TASK: In the listing below, print exactly the lines between the line holding "For every <instance>, deliver" and the line holding "positive clicks: (241, 259) (109, 227)", inclusive, and no more.

INPUT DATA:
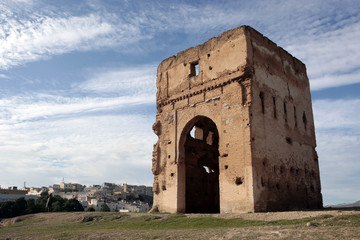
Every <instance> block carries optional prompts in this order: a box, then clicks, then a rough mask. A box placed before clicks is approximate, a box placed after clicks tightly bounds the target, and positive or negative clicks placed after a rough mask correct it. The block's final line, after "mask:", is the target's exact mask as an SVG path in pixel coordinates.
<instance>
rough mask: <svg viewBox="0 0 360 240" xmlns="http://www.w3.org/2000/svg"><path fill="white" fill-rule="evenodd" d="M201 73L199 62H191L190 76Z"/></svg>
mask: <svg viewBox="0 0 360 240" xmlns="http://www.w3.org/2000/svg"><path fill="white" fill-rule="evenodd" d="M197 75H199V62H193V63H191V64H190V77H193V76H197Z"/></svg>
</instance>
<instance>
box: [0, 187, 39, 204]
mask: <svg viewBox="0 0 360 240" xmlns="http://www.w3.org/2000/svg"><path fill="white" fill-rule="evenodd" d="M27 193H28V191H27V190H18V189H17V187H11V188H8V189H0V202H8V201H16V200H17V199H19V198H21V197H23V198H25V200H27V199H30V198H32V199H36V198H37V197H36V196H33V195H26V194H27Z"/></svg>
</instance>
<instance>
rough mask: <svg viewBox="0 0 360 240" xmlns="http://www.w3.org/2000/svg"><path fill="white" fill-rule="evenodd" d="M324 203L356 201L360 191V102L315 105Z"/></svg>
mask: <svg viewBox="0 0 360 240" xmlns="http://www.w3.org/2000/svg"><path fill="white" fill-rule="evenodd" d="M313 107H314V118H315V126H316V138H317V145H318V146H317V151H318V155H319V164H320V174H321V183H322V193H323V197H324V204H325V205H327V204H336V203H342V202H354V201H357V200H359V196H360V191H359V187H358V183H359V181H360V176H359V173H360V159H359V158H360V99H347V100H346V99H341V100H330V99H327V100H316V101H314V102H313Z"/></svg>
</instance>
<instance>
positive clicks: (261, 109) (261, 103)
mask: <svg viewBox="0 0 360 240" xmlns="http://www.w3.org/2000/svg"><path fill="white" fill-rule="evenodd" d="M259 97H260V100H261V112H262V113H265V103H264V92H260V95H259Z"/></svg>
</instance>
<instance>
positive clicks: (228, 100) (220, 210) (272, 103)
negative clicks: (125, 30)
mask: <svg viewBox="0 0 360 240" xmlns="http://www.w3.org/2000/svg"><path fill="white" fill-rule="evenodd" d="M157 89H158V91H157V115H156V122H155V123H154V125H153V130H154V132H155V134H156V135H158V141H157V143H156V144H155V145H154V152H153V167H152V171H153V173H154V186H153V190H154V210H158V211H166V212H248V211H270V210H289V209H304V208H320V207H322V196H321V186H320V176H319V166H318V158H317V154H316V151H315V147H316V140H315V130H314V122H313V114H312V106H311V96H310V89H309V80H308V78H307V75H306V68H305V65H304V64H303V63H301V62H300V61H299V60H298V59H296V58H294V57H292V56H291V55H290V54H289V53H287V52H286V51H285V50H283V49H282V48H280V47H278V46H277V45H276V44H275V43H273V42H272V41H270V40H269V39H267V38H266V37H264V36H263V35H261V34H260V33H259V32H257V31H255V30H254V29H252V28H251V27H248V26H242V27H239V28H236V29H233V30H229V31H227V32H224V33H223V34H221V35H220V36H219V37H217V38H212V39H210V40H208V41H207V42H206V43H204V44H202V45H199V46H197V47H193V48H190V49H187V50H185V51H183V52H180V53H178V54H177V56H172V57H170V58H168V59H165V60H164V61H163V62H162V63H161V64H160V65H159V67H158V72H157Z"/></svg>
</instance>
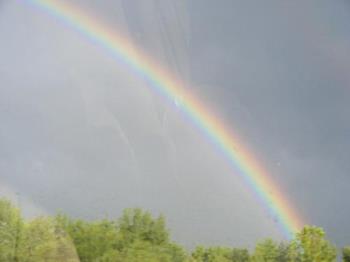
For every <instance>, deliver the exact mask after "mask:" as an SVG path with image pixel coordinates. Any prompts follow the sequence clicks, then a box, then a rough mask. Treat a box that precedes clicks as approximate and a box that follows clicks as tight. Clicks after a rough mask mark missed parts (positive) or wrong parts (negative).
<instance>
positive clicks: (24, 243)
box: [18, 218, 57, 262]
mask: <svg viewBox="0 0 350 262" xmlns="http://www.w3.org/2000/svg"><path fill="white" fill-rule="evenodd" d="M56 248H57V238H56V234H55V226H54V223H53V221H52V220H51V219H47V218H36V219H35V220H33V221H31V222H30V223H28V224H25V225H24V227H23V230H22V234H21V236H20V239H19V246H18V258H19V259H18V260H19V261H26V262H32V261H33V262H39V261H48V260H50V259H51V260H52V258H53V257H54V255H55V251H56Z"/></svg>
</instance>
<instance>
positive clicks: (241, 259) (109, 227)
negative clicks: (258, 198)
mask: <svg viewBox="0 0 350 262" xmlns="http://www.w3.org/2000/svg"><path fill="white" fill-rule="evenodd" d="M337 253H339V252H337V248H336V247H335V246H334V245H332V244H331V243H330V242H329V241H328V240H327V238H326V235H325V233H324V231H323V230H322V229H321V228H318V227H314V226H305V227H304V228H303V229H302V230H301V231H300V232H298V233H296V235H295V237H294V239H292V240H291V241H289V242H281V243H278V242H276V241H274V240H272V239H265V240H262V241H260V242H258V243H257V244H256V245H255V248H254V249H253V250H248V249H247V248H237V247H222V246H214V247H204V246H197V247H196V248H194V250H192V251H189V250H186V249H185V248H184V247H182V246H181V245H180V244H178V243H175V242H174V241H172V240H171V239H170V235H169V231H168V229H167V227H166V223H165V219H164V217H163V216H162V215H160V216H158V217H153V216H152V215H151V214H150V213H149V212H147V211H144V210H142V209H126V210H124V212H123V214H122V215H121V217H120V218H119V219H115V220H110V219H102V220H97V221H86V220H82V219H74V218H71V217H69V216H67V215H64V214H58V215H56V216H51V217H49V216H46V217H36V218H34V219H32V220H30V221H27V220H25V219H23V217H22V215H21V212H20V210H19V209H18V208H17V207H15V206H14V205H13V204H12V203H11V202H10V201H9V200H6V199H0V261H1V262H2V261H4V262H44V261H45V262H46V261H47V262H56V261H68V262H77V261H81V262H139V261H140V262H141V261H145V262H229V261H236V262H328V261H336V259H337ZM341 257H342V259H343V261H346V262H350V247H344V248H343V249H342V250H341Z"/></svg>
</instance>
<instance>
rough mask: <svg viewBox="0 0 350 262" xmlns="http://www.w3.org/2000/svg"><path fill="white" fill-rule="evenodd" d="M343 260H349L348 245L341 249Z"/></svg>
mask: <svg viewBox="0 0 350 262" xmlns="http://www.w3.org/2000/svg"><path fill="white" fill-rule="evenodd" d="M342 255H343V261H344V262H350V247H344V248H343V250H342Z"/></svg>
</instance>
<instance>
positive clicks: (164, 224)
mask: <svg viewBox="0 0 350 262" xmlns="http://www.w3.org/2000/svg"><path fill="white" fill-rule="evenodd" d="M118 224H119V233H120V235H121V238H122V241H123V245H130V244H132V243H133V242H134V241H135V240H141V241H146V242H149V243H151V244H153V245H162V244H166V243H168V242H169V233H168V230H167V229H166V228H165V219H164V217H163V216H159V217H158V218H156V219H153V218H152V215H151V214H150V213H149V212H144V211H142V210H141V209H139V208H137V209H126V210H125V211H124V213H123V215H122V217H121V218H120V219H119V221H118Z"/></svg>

---

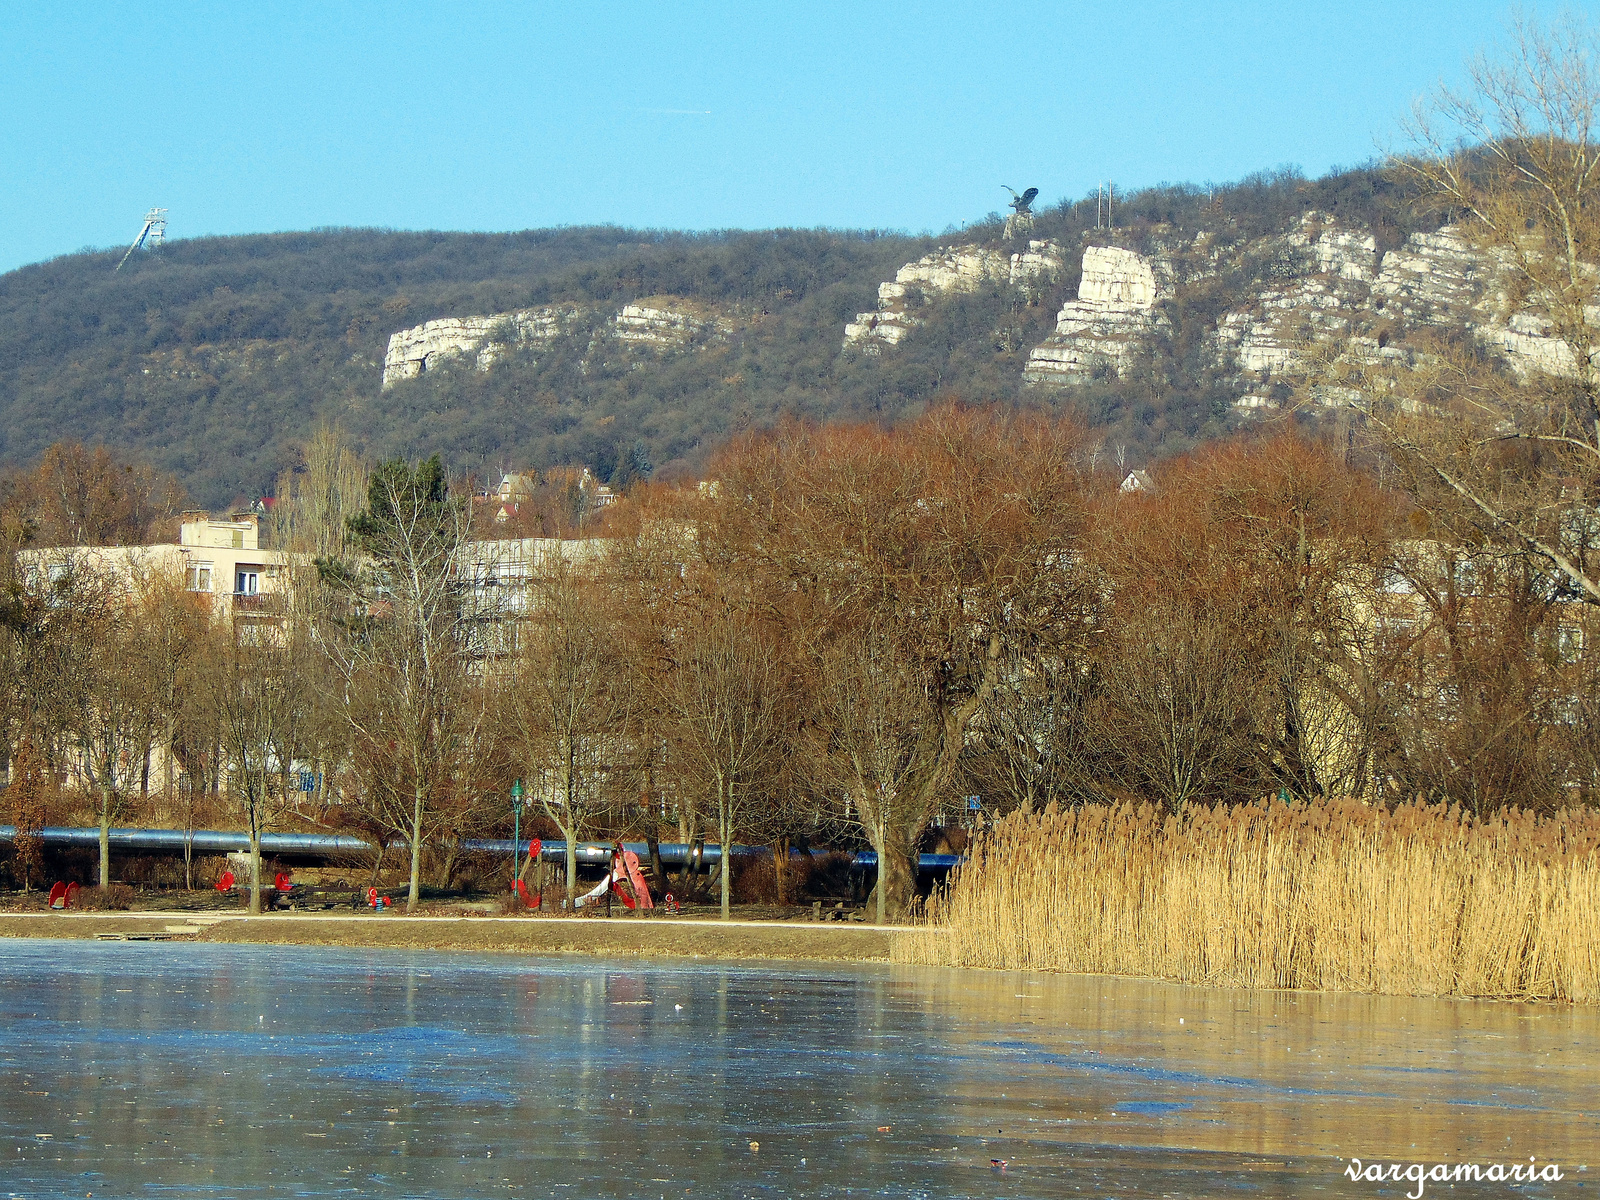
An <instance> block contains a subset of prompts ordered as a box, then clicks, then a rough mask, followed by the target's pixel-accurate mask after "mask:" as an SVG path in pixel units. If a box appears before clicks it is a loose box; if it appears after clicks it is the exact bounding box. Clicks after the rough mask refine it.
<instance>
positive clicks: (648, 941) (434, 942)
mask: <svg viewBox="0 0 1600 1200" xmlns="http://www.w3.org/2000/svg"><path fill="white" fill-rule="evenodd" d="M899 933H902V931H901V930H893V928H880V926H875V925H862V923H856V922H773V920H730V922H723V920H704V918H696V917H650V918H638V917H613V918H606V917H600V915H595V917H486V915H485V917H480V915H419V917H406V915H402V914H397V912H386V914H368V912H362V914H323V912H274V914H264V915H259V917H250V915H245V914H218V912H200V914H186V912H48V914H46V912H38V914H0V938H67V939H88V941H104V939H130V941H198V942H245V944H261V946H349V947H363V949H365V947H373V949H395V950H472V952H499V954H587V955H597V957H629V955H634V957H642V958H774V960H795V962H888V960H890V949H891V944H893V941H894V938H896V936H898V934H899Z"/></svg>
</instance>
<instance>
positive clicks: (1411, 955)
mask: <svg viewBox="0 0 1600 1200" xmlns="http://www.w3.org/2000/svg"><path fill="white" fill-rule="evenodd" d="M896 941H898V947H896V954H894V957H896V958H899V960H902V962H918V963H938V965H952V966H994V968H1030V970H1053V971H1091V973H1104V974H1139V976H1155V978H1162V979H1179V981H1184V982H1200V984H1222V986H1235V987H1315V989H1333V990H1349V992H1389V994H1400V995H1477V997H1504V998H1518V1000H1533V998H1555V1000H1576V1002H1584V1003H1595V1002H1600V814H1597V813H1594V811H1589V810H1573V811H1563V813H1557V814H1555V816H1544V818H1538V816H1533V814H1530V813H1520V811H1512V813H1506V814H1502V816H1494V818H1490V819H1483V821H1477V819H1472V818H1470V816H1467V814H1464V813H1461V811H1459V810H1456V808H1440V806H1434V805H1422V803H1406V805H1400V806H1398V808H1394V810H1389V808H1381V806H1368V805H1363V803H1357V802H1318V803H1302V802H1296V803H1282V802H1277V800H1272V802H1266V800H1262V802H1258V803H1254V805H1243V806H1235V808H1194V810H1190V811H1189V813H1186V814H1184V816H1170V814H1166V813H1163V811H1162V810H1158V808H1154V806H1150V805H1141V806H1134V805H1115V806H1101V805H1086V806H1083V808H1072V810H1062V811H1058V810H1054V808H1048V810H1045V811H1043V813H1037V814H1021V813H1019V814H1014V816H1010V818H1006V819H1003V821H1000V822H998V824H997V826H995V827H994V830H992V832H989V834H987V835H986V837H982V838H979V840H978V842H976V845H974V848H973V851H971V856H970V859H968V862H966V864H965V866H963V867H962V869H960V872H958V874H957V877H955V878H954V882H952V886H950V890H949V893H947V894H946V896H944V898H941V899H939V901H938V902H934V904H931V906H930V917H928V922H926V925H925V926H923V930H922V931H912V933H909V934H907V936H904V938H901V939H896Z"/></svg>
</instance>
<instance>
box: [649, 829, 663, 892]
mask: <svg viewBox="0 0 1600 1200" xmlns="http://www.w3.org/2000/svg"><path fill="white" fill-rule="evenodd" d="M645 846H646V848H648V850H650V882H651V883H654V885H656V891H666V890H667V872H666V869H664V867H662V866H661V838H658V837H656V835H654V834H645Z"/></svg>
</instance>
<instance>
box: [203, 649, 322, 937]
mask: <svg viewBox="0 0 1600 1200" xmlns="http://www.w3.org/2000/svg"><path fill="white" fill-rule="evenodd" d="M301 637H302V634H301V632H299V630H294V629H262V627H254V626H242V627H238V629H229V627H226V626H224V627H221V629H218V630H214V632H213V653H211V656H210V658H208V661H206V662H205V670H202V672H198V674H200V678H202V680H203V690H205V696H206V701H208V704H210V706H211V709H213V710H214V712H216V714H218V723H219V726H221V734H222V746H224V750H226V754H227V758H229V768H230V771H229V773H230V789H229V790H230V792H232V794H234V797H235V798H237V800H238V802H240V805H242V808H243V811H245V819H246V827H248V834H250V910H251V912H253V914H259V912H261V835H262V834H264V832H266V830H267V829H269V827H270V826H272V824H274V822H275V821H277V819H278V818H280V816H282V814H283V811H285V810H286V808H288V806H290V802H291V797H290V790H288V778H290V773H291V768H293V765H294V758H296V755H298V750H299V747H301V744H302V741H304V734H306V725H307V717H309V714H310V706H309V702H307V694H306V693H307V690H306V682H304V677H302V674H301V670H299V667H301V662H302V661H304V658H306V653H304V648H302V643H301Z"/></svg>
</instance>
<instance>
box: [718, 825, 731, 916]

--

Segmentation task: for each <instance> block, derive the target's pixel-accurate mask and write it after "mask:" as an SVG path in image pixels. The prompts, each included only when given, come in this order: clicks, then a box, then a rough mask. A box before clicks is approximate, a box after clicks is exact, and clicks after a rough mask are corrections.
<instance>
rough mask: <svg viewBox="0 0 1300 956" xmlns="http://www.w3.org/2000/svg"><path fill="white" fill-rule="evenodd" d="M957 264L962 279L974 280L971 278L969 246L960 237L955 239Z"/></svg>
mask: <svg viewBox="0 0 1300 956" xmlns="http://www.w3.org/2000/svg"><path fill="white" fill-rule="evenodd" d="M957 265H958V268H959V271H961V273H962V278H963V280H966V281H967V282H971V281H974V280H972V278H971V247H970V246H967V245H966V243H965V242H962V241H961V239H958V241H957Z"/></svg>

EXERCISE RESULT:
For every <instance>, deliver the exact mask after "mask:" as an SVG path with image pixel coordinates. Any prompts follow the sequence clicks, then a box, then a rough mask. Treat a box that precedes clicks as approximate and a box that follows clicks as tight. Clicks after a rough mask mark missed parts (positive) or wrong parts (negative).
<instance>
positive clicks: (24, 243)
box: [18, 218, 57, 262]
mask: <svg viewBox="0 0 350 262" xmlns="http://www.w3.org/2000/svg"><path fill="white" fill-rule="evenodd" d="M56 248H57V238H56V234H55V226H54V223H53V221H52V220H51V219H47V218H36V219H35V220H33V221H31V222H30V223H28V224H25V225H24V227H23V230H22V234H21V236H20V239H19V246H18V258H19V259H18V260H19V261H26V262H32V261H33V262H39V261H48V260H50V259H51V260H52V258H53V257H54V255H55V251H56Z"/></svg>
</instance>
<instance>
positive clicks: (241, 259) (109, 227)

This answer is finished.